Provided material start

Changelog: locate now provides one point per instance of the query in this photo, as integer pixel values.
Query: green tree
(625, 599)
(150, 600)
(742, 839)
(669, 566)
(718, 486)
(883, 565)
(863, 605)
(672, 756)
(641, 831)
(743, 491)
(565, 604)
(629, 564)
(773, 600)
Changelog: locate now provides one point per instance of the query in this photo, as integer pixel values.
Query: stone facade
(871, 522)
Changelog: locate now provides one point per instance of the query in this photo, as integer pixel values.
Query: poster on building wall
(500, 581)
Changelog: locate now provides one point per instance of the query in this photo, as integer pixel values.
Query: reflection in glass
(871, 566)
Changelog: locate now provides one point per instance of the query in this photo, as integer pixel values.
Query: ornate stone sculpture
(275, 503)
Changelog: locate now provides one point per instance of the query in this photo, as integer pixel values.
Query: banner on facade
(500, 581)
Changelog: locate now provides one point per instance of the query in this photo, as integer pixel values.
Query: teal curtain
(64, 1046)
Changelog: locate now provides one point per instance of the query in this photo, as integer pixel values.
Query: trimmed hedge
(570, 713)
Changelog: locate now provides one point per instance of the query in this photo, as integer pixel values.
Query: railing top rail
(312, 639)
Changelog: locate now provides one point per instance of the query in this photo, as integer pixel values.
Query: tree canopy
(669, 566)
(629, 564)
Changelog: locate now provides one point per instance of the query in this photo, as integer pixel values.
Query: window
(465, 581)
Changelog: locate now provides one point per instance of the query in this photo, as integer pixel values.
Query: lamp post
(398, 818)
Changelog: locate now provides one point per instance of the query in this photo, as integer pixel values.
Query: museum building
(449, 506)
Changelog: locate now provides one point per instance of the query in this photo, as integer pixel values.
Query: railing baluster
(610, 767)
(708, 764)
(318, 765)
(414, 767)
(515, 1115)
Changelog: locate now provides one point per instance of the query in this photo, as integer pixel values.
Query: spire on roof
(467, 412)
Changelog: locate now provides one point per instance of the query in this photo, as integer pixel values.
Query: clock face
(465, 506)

Provided material end

== The exercise ==
Report how many lines in the entries contain the string "railing", treating uppercase and lowercase as different. Give only the number.

== Finished task ==
2